• Given text:
Travelling distances far and wide, across vast plains and steep hills, a lone man roams far from the city, far from home with a stick in his hand for his flock of sheep. With a wizardly white beard and dressed in his characteristic turban, sadharā and dhotara, he treads with naught but a woollen blanket to protect him against the elements.
This is a story of the ghongadi—the Maharashtrian shepherd community’s handmade woollen blanket—a deceivingly benign piece of fabric with untold boons and benefits the world is yet to discover.
What is a ghongadi?
A ghongadi is a traditional woollen blanket made from the wool of high altitude pure Indian sheep. The blankets are made on a pit loom, dyed with natural dyes and treated with tamarind paste for durability.
Who makes them?
They are made by a community of shepherds in Maharashtra called Dhangars. Once they sheer their sheep, they pass on the wool to the Sangars, a sub community of Dhangars, who intricately weave it into rugged, durable but beautiful works of art.
The significance of this blanket can be traced back to the most ancient and important work of literature of India, ‘The Bhagavad Gita’. The ancient and holy book of Hinduism mentions the blanket in one of the adhyayas (mythological stories told by Lord Krishna). In it, the Lord says, “The person who meditates by sitting on the Indian antelope’s skin will gain intelligence, the person who meditates on tiger skin will be free and released from samsara, and the person who sits on the woollen blanket will gain eternity and will become strong and unyielding.”
Ghongadis are a thing of prestige for the Dhangars. It is mentioned in historic literatures of Maharashtra like Dnyaneshwari by saint Dnyaneshwar. Sholkas and poems from these texts are sung as the people sit on the very ghongadis.
Chhatrapati Shivaji Maharaj, ruler of the Maratha Empire and widely known for his guerrilla warfare tactics, was believed to equip his soldiers with two ghonghadis.
In everyday life, the shepherds drape them across their shoulders as they traverse the land with their sheep. In the winter, it provides warmth; in the monsoon, it keeps them from getting drenched; and in the summer, it shields them from the harsh rays of the sun. Since ghongadis are large, they can double as a surface to sleep on as well as a blanket. They are also used as a seating arrangement for the guests.

• Questions:
1. In the ghongadi text, what are the blankets treated with for durability?
2. Transcribe the ghongadi text from "In everyday life, the" to "for the guests.".

• Input data:
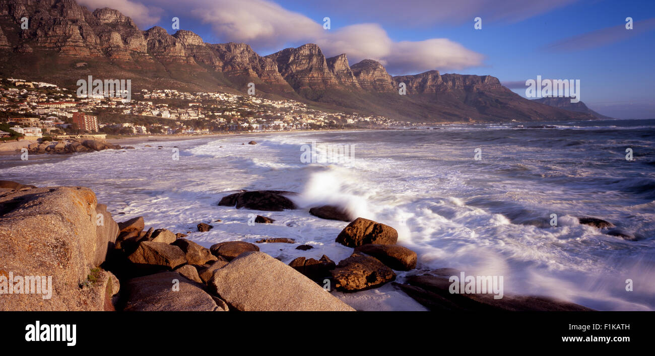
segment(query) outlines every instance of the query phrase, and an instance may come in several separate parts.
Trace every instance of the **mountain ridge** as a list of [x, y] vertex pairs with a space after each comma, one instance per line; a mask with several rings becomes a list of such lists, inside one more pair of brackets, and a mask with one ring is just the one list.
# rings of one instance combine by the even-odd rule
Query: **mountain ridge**
[[[132, 79], [135, 90], [245, 94], [253, 82], [256, 95], [415, 122], [594, 118], [523, 98], [490, 75], [392, 77], [372, 60], [350, 65], [346, 54], [326, 58], [312, 43], [261, 56], [247, 44], [207, 43], [191, 31], [142, 31], [117, 10], [92, 12], [75, 0], [0, 0], [0, 58], [1, 75], [66, 87], [89, 75]], [[400, 83], [407, 95], [399, 94]]]

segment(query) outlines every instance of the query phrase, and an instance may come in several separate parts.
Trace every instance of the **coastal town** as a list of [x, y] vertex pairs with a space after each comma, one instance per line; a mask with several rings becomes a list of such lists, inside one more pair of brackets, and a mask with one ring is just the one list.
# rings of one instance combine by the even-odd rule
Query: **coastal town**
[[78, 95], [56, 84], [0, 79], [0, 139], [104, 139], [412, 125], [380, 116], [327, 113], [290, 99], [220, 92], [141, 90], [130, 98]]

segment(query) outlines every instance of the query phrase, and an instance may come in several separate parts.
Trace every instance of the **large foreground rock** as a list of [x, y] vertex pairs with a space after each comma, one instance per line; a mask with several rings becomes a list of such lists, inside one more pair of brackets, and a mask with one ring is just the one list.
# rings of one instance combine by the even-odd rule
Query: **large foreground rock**
[[268, 255], [253, 252], [216, 270], [209, 285], [242, 311], [352, 311], [352, 308]]
[[241, 192], [223, 197], [218, 205], [235, 206], [236, 209], [245, 207], [252, 210], [282, 211], [287, 209], [296, 209], [295, 204], [284, 196], [296, 194], [297, 193], [284, 190]]
[[411, 249], [398, 245], [369, 243], [355, 247], [355, 252], [365, 253], [397, 271], [416, 268], [418, 256]]
[[341, 221], [352, 221], [356, 217], [345, 209], [334, 205], [314, 207], [309, 209], [309, 213], [321, 219]]
[[341, 230], [335, 241], [348, 247], [356, 247], [367, 243], [393, 245], [398, 240], [398, 232], [395, 228], [358, 217]]
[[210, 251], [217, 257], [223, 257], [227, 260], [231, 261], [242, 253], [246, 252], [253, 252], [259, 251], [259, 247], [256, 245], [253, 245], [250, 242], [243, 241], [229, 241], [227, 242], [219, 242], [212, 245], [210, 247]]
[[0, 310], [105, 310], [118, 285], [96, 268], [115, 241], [115, 224], [88, 188], [0, 190], [0, 274], [52, 277], [49, 299], [43, 290], [3, 294]]
[[546, 296], [508, 295], [494, 299], [493, 294], [451, 294], [448, 278], [412, 276], [405, 284], [394, 283], [409, 296], [432, 311], [584, 312], [582, 306]]
[[[177, 281], [177, 282], [176, 282]], [[179, 290], [174, 291], [178, 284]], [[164, 272], [128, 281], [123, 310], [132, 312], [223, 312], [200, 285], [178, 272]]]
[[376, 258], [358, 253], [341, 260], [331, 274], [335, 288], [345, 292], [377, 288], [396, 279], [391, 268]]

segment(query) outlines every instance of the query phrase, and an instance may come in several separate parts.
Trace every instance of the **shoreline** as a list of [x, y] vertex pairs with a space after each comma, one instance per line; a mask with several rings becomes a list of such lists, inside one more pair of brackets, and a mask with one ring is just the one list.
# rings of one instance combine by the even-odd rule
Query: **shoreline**
[[[295, 249], [307, 251], [320, 247], [301, 245], [305, 241], [293, 238], [276, 237], [253, 242], [228, 240], [206, 247], [195, 242], [193, 236], [189, 237], [191, 231], [176, 233], [166, 228], [155, 230], [155, 226], [146, 230], [147, 222], [142, 216], [124, 221], [115, 220], [118, 216], [113, 216], [107, 205], [96, 203], [96, 194], [89, 188], [39, 188], [12, 181], [2, 183], [0, 203], [18, 200], [19, 206], [16, 207], [22, 209], [20, 219], [25, 221], [19, 223], [24, 223], [25, 226], [20, 234], [29, 235], [31, 232], [45, 230], [47, 233], [35, 233], [34, 236], [55, 241], [68, 240], [67, 251], [76, 253], [71, 255], [83, 257], [65, 264], [63, 268], [56, 268], [53, 280], [58, 288], [55, 289], [54, 304], [46, 307], [52, 310], [593, 310], [565, 299], [538, 294], [506, 293], [504, 298], [501, 296], [500, 299], [496, 299], [496, 294], [492, 295], [496, 291], [481, 291], [472, 295], [460, 292], [453, 294], [449, 291], [448, 276], [457, 270], [418, 266], [417, 253], [397, 244], [398, 234], [395, 228], [356, 217], [338, 206], [316, 207], [316, 211], [312, 213], [310, 210], [310, 213], [322, 219], [349, 222], [343, 228], [334, 243], [349, 249], [350, 256], [335, 260], [326, 255], [320, 260], [301, 257], [287, 262], [261, 251], [260, 247], [290, 243], [306, 247]], [[239, 200], [245, 204], [242, 208], [265, 215], [282, 209], [303, 210], [286, 197], [295, 194], [274, 190], [239, 192], [223, 196], [218, 205], [234, 207], [233, 204]], [[31, 204], [30, 201], [35, 198], [48, 204]], [[75, 205], [80, 200], [88, 202], [91, 209], [104, 217], [102, 228], [98, 228], [87, 219], [85, 207]], [[56, 213], [58, 211], [54, 206], [62, 205], [74, 207], [64, 213], [67, 223], [62, 226], [64, 231], [53, 228], [43, 219], [31, 223], [28, 221], [31, 216], [58, 216], [60, 213]], [[27, 214], [24, 213], [26, 211]], [[274, 222], [265, 216], [257, 217], [261, 219], [255, 222], [266, 224]], [[206, 221], [215, 224], [221, 221]], [[15, 230], [9, 226], [12, 222], [1, 222], [10, 228], [7, 231]], [[213, 227], [200, 222], [197, 224], [197, 231], [207, 232]], [[77, 234], [76, 238], [70, 240], [66, 230], [71, 230], [88, 233]], [[365, 231], [374, 232], [366, 234]], [[26, 243], [22, 241], [27, 239], [15, 241], [14, 249], [25, 252], [12, 257], [5, 256], [10, 270], [25, 276], [43, 274], [43, 270], [24, 267], [24, 261], [33, 258], [29, 249], [22, 248]], [[80, 253], [83, 251], [87, 253]], [[54, 252], [47, 253], [43, 258], [48, 265], [56, 264], [58, 260]], [[79, 279], [87, 270], [86, 279]], [[405, 276], [405, 273], [407, 274]], [[396, 279], [401, 274], [404, 276], [402, 280]], [[244, 279], [256, 279], [257, 282], [248, 285], [239, 283]], [[66, 280], [77, 280], [79, 283], [67, 286], [63, 281]], [[184, 284], [188, 295], [179, 295], [175, 289], [172, 291], [171, 281]], [[326, 281], [329, 283], [325, 284]], [[502, 294], [502, 285], [500, 288]], [[153, 291], [157, 291], [156, 297], [153, 296]], [[374, 294], [377, 296], [374, 297]], [[79, 304], [80, 300], [85, 302], [84, 306]], [[35, 304], [31, 300], [18, 294], [12, 296], [12, 306], [9, 306], [0, 303], [0, 309], [44, 308], [44, 306]]]
[[221, 137], [221, 138], [235, 137], [252, 137], [263, 136], [265, 135], [280, 135], [284, 134], [335, 132], [340, 131], [352, 132], [352, 131], [376, 130], [388, 130], [388, 129], [357, 128], [357, 129], [329, 129], [329, 130], [298, 130], [293, 131], [268, 131], [268, 132], [246, 132], [243, 134], [210, 134], [206, 135], [142, 135], [140, 136], [118, 137], [112, 139], [108, 138], [105, 139], [105, 141], [107, 141], [109, 143], [111, 143], [112, 145], [128, 145], [128, 144], [130, 143], [138, 145], [141, 143], [146, 143], [147, 142], [189, 141], [191, 139], [201, 139], [212, 138], [212, 137]]

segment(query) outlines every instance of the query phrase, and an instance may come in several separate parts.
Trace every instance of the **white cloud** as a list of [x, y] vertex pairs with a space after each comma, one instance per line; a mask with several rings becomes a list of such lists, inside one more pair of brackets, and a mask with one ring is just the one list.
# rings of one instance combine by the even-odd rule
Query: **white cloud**
[[162, 9], [147, 7], [130, 0], [77, 0], [81, 5], [88, 7], [91, 12], [96, 9], [109, 7], [118, 10], [122, 14], [131, 18], [141, 28], [146, 28], [156, 24], [161, 17]]
[[227, 41], [269, 50], [286, 43], [316, 43], [326, 56], [346, 53], [351, 64], [378, 60], [394, 74], [462, 69], [480, 65], [483, 60], [481, 54], [447, 39], [394, 42], [377, 24], [325, 30], [318, 22], [322, 18], [310, 19], [267, 0], [191, 0], [187, 6]]

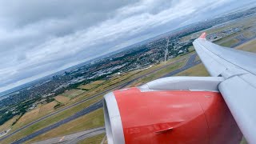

• Solutions to the exercise:
1. Tamarind paste.

2.
In everyday life, the shepherds drape them across their shoulders as they traverse the land with their sheep. In the winter, it provides warmth; in the monsoon, it keeps them from getting drenched; and in the summer, it shields them from the harsh rays of the sun. Since ghongadis are large, they can double as a surface to sleep on as well as a blanket. They are also used as a seating arrangement for the guests.